_YOUR INSTRUCTIONS_
All of the data below must be repeated exactly.

_GIVEN ENTRIES_

☆ ☆ ☆ ☆

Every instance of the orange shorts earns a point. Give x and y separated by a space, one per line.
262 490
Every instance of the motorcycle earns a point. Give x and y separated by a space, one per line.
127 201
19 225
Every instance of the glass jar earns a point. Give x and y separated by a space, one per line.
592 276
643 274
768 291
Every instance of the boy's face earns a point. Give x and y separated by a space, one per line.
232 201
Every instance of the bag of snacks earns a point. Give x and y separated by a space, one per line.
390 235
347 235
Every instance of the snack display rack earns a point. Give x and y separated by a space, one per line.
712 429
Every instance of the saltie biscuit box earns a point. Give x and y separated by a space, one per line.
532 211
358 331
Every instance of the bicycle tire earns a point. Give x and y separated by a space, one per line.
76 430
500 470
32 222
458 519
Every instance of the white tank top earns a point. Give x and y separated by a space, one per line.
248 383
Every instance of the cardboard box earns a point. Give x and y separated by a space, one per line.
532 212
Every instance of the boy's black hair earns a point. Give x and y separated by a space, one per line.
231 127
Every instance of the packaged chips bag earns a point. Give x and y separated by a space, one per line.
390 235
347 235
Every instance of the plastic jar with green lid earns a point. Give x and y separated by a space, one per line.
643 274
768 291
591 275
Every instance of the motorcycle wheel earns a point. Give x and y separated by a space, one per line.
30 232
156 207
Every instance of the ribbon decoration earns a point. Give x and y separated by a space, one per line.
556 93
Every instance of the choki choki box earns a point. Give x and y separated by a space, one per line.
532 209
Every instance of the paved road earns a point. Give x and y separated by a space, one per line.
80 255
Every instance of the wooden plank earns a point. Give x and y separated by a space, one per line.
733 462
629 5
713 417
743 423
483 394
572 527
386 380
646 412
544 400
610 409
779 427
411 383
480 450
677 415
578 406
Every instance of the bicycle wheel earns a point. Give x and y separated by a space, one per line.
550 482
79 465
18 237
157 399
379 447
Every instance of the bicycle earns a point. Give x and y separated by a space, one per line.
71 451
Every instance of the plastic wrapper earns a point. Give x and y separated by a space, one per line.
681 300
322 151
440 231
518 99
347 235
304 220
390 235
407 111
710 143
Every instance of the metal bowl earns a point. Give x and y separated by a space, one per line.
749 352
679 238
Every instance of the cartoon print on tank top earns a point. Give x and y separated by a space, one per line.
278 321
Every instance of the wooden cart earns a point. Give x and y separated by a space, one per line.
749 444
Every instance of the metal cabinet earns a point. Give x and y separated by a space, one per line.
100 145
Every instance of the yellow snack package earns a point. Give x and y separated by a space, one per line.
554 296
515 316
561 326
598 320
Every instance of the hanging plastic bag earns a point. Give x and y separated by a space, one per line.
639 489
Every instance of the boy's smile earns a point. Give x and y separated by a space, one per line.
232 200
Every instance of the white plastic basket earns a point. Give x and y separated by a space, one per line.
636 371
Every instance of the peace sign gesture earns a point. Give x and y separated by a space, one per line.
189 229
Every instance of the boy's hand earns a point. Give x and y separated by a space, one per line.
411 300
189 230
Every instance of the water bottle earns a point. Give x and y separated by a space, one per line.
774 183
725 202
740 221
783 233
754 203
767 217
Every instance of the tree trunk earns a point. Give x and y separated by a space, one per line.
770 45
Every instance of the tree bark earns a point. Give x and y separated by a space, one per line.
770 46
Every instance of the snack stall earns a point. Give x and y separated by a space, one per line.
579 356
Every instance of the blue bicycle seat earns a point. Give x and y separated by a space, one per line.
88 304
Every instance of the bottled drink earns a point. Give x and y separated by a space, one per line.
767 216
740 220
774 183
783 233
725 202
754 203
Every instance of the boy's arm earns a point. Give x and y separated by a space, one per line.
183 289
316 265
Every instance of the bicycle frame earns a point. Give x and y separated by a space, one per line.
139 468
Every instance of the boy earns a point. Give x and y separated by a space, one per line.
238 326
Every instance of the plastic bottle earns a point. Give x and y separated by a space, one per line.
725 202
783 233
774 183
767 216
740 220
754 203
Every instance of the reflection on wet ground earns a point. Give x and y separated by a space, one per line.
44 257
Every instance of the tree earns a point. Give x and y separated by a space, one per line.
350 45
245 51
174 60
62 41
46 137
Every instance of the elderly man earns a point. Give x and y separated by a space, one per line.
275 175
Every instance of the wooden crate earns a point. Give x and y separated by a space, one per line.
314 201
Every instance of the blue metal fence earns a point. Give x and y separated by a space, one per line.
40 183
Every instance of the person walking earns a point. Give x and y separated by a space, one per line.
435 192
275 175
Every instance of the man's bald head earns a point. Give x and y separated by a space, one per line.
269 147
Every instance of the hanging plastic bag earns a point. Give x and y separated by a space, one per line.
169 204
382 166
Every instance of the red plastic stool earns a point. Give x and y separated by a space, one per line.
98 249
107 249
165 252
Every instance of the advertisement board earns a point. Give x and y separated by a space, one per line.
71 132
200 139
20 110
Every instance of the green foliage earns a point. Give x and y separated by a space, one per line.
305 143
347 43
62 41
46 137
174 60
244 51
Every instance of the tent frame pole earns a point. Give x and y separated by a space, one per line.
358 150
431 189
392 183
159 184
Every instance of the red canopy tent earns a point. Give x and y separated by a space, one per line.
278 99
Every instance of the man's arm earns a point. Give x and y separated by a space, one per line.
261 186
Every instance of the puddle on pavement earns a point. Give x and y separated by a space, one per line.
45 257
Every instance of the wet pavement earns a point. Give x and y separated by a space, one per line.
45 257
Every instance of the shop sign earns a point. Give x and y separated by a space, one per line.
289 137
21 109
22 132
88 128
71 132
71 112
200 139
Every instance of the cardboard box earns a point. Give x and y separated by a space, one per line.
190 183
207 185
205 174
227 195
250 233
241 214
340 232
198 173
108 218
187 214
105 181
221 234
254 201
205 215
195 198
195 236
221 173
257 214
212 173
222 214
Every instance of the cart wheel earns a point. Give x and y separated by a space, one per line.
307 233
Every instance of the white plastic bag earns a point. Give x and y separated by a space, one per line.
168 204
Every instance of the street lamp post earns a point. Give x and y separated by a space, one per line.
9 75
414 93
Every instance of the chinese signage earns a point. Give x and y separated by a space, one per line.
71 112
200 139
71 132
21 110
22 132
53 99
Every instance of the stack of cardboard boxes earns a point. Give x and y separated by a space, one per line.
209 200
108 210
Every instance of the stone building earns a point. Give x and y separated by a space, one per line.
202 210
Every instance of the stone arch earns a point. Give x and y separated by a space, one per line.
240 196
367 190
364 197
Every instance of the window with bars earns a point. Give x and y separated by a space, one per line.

☆ ☆ ☆ ☆

_ANSWER FOR THIS EXERCISE_
Every instance of the orange shorts earns a point. Give x and y separated by a space, one per line.
262 490
Every instance of the motorcycle earns a point. Give x and y separated by a space, one per line.
127 201
19 225
Every instance of the glass jar earns a point. Give x and y separated by a space, one per line.
592 276
643 274
768 291
Every instance of the boy's face earns a point. Give x and y separated by a space, one per line.
232 201
Every instance of the bag of snacks earns a point. Give x and y separated by a space, one per line.
390 235
347 235
Every instance of the snack display rack earns a point. Give x and y separated by a space, one per line.
712 429
Every instance of the saltie biscuit box earns a point. Give x and y separated by a space, one per line.
532 211
358 331
Every instance of the bicycle tire earns a point. Give x and y separated by a space, one per line.
76 430
500 470
32 222
458 519
Every instance of the white tank top earns a point. Give x and y separated by a space, one per line.
248 383
Every instance of the cardboard box earns a point. Give x and y separated by a space, one per line.
532 212
Every instance of the boy's black hair earns a point. Give x and y separated by a space, one per line.
231 127
Every instance of the packaged chips bag earns a point. Give x and y separated by a space, one per line.
390 235
347 235
Every instance of the plastic jar with green lid earns a point. Give x and y separated by a space, one per line.
643 274
768 291
591 275
Every instance of the motorcycle wheel earns a point. Give x and y separated by a space, one per line.
30 232
156 207
Every instance of the ribbon decoration earns a point. Give x and y separated by a space, one per line.
556 93
Every instance of the choki choki box earns a point. Give x and y separated by a space, one per line.
532 209
Every instance of the paved road earns a point. Give x and y separated by a space, one per line.
80 255
Every instance of the wooden plank earns a point. Give x and y separated by a space, one per line.
733 462
629 5
713 417
743 423
483 394
572 527
386 380
646 412
544 400
610 409
779 427
411 383
480 450
677 415
578 406
Every instance of the bicycle wheel earns a point. Give x and y separated by a space, one per line.
550 482
79 465
18 237
157 399
379 447
Every instance of the bicycle earns a point. Give x and y separated by a space, one per line.
71 451
Every instance of the plastic wrapper earns a point. Give x and y separated by a space, one per line.
681 300
322 151
440 231
518 99
347 235
304 220
390 235
407 111
710 143
Every instance of the metal bowl earns a point. Give x and y separated by a space, one per line.
749 352
679 238
Every instance of the cartoon print on tank top earns a point. Give x and y separated by a space, one per line.
278 321
Every instance of the wooden cart earns a point. Give x and y separated by a space, one per line.
749 444
Every instance of the metal cabinet earns a point. Give x and y separated by a space, one per line.
100 145
Every instance of the yellow snack package earns a point. Give x and y separated by a space, one per line.
554 296
515 316
561 326
598 320
Every instance of the hanging plastic bag earns a point. Give x and y separated by a space, one per line.
639 489
Every instance of the boy's smile earns a point. Give x and y separated by a space, one per line.
232 200
Every instance of the white plastic basket earns a point. Give x and y separated by a space, one per line.
636 371
Every instance of the peace sign gesture earns a point. Give x and y separated by a space, one per line.
189 229
Every instance of the boy's hand earns a point. Give x and y separated by a space, one per line.
411 300
189 230
Every instance of the water bottle earns a point. Give x and y separated by a space, one per line.
774 183
725 202
740 221
783 233
754 203
767 217
Every instance of the tree trunk earns a point. Give x and y separated by a space, one per line.
770 45
Every instance of the tree bark earns a point. Give x and y separated by a space, one per line.
770 46
Every instance of the snack stall earns a point. Give x and y separated by a space, one per line.
579 356
Every instance of the blue bicycle seat earns a point. Give x and y separated by a space, one per line.
88 304
Every instance of the bottled drink earns a point. Give x and y separated by a space, one per line.
767 216
740 220
774 183
783 233
725 202
754 203
Every instance of the boy's arm earns a point. Give x and y separated by a space, one per line.
183 289
316 265
Every instance of the bicycle frame earns a point. Give x and y separated by a space, one per line.
139 468
Every instance of the boy earns a point. Give x and y separated by a space, one per line.
238 326
Every instance of the plastic bottle earns a point. Give x and y separated by a space, one per line.
725 202
783 233
774 183
767 216
740 220
754 203
Every instance of the reflection on wet ground earns a point. Give x and y separated by a space, one per line.
44 257
Every instance of the tree earns a point. Give x and y separated by a space, one per line.
350 45
245 51
174 60
62 41
46 137
Every instance of the elderly man earns a point. Give x and y separated by a space, one per line.
275 175
Every instance of the wooden crate earns a point. Give x and y separated by a space, one per line.
314 201
Every instance of the blue metal fence earns a point. Give x and y separated by a space, one per line.
40 183
Every instance of the person walking earns a point. Give x and y separated by a space, one per line.
435 192
275 175
Every instance of the man's bald head earns a point. Give x and y separated by a space, one per line.
269 147
Every instance of the hanging plastic bag earns a point. Give x and y separated by a space, one per line.
169 204
382 166
Every instance of the red plastic stool earns a point. Give x and y separated by a space, one per line.
98 249
107 249
165 252
Every instance of the advertisement board earns a point. Give x and y separated by a space, one per line.
71 132
200 139
20 110
Every instance of the green foliage earns a point. Give x and y separated by a space, one per line.
305 143
347 43
62 41
46 137
174 60
244 51
Every instance of the tent frame pole earns a point. Give x and y separated by a space, one per line.
358 150
431 189
392 183
159 184
Every instance of the red canopy tent earns a point. Give x and y separated by a space, one per line.
278 99
Every instance of the man's arm earns a point. Give x and y separated by a space, one per line.
261 186
Every instance of the puddle on pavement earns a point. Give x and y separated by a space, one per line.
45 257
Every instance of the wet pavement earns a point. Give x and y separated by a space, one per line.
45 257
Every instance of the shop sign earns a point. Give x and y separated by a space, one per line.
289 137
21 109
22 132
88 128
71 132
71 112
200 139
Every instance of the cardboard box earns a point. Give x and y separated by a space, one per line.
190 183
207 185
205 174
227 195
250 233
241 214
340 232
198 173
108 218
187 214
105 181
221 234
254 201
205 215
195 198
195 236
221 173
257 214
212 173
222 214
Every instance of the cart wheel earns a point. Give x and y separated by a space, one per line.
307 233
Every instance of the white plastic bag earns a point. Give x and y separated by a space, one per line.
168 204
Every instance of the street lamp post earns a point. Give x and y separated by a space, one per line.
9 75
414 93
Every instance of the chinese signage earns a point. Give x and y separated by a space, one per line.
71 112
200 139
71 132
21 110
22 132
53 99
Every instance of the stack of cardboard boxes earns a point. Give x and y separated by a space, one per line.
209 200
108 210
Every instance of the stone building earns a point. Give x and y separated by a space, one per line.
202 210
Every instance of the stone arch earns a point. Give x and y separated by a space, one per line.
240 196
367 190
364 197
Every instance of the window with bars earns a point. Give x and y separated by a space, one per line.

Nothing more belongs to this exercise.